The company sharply lowered guidance for its recently-launched once-monthly injection Sublocade on Wednesday, citing further delays in getting the drug to patients, while also announcing a new set of lower full-year expectations for total revenue and earnings.

Shares, which have almost halved in value this year, fell 7 percent on Thursday, a day after shares slumped 16 percent right after the company announcement.

In July, Indivior scrapped its full-year guidance after saying it lost market share to a cheaper alternative to its blockbuster film-based drug Suboxone, launched by India's Dr. Reddy's Pharmaceuticals <REDY.NS>.

The company, which had hoped that sales from Sublocade would offset the drop in sales of Suboxone, said on Wednesday that its forecast of achieving $25 million (£19 million) to $50 million in Sublocade revenue this year would not be met as it "significantly underestimated" problems related to the new drug launch. It now expects 2018 Sublocade revenue in the range of $8 million to $10 million.

[Point localization data]

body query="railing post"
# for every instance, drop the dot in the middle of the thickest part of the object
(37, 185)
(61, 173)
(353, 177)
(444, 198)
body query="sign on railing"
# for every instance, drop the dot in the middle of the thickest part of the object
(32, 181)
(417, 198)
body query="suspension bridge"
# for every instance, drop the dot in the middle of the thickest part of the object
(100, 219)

==

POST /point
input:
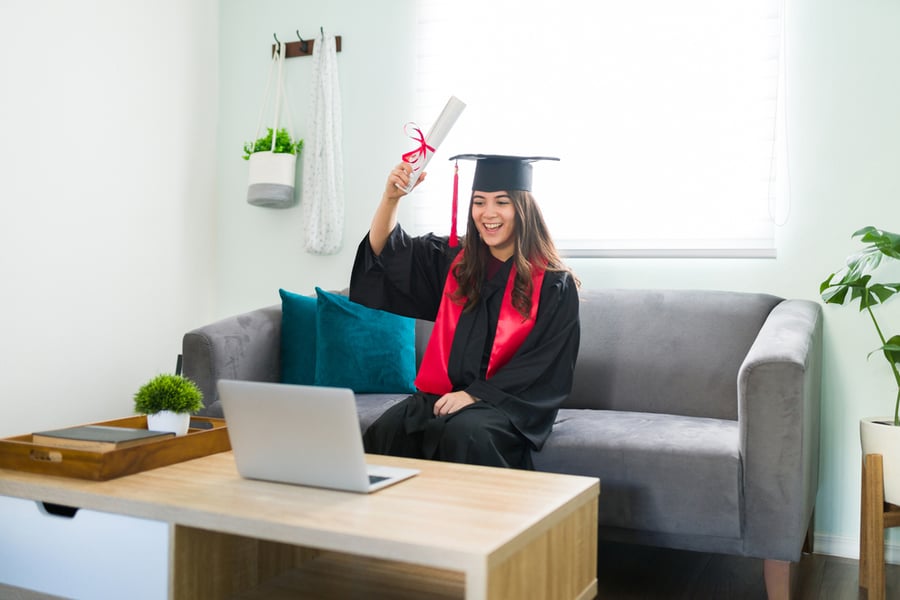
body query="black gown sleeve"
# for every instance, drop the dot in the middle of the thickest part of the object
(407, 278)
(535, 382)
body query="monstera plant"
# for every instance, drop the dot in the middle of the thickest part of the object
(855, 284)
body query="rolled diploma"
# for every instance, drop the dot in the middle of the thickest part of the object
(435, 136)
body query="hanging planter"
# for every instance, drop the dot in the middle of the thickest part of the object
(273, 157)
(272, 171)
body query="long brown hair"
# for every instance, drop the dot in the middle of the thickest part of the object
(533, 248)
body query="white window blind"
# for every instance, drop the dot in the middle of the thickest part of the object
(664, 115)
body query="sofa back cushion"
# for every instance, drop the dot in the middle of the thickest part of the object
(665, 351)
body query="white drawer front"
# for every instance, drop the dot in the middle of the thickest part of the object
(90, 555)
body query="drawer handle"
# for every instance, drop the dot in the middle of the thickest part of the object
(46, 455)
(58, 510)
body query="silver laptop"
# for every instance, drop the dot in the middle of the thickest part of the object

==

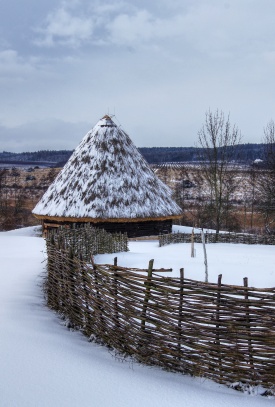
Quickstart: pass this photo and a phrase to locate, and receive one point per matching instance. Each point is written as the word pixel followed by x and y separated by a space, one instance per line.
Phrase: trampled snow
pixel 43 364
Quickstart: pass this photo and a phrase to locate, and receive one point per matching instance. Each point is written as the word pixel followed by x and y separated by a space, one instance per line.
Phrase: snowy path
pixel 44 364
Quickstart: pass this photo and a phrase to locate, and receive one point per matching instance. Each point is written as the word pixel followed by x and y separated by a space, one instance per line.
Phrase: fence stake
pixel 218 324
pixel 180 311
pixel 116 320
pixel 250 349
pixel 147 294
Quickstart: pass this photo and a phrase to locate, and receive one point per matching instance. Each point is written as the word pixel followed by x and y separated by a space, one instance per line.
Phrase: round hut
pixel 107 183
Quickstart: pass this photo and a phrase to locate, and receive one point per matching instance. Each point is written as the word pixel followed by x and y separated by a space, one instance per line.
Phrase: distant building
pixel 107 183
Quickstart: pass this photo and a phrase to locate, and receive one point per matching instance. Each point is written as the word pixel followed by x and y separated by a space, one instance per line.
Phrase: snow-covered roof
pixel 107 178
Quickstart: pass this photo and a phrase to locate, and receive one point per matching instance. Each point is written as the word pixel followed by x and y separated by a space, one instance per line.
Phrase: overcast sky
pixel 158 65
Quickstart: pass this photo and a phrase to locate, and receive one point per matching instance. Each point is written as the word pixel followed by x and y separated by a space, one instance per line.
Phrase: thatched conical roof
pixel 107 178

=== Work instruction A ===
Turn the paragraph of the Indivior passage that begins "The company, which had hoped" into a short bulleted list that keeps its main facts.
=== Work instruction B ===
Carry on the Indivior passage with the next paragraph, picking up after its last sentence.

=== Task answer A ===
- Indivior had hoped Sublocade sales would offset the drop in Suboxone sales.
- On Wednesday it said it would not meet its forecast of $25 million (£19 million) to $50 million in Sublocade revenue this year.
- It said it had "significantly underestimated" problems related to the new drug's launch.
- It now expects 2018 Sublocade revenue of $8 million to $10 million.

=== Task answer B ===
Analysts at Jefferies slashed its long term earnings per share guidance by over 50 percent, and price target by over 50 percent to 250 pence, saying "delayed Sublocade ramp-up significantly impacts a largely fixed cost base despite cost savings."

In July, the company flagged "some friction" in the distribution and reimbursement model for Sublocade, which made doctors less willing to prescribe the new drug.

"In the near-term, we acknowledge that with respect to Sublocade we have substantially underestimated the lag time associated with the approval of medical benefit coverage of individual patients," the company said on Wednesday.